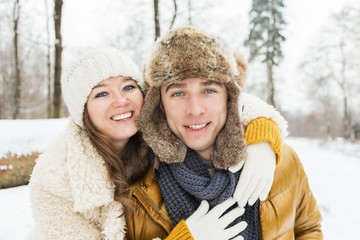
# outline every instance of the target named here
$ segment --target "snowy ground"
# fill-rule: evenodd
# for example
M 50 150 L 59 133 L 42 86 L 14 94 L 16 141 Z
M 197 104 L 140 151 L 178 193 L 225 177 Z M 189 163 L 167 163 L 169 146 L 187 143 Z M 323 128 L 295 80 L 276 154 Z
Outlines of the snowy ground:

# # # #

◆ Task requirements: Copy nothing except the lines from the one with "M 50 150 L 59 133 L 42 86 L 14 94 L 16 141 Z" through the end of the records; keep each exactly as it appears, first and last included.

◆ Result:
M 50 150 L 59 133 L 42 86 L 14 94 L 16 141 Z
M 197 104 L 140 151 L 178 193 L 225 177 Z M 189 163 L 167 163 L 169 146 L 187 143 Z M 323 128 L 295 80 L 276 154 Z
Outlines of the snowy ground:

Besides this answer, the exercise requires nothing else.